[Stored dataset records]
------------------------------

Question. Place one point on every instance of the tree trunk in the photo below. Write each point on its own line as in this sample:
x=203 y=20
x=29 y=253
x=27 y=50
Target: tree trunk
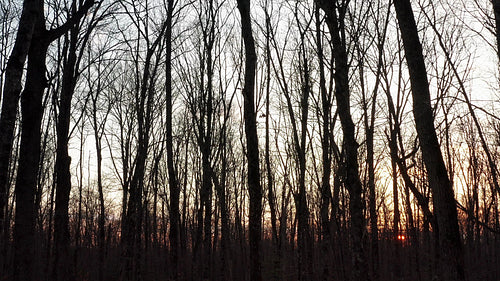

------------------------------

# Exercise objective
Please edit the records so that every "tree trunk" becomes "tree branch", keeping all other text the same. Leave the pictures out of your answer.

# Correct result
Question. Place one point on every instance of the tree branch in the photo below. Write each point on its own line as in this sample:
x=203 y=20
x=29 y=253
x=27 y=50
Target: tree branch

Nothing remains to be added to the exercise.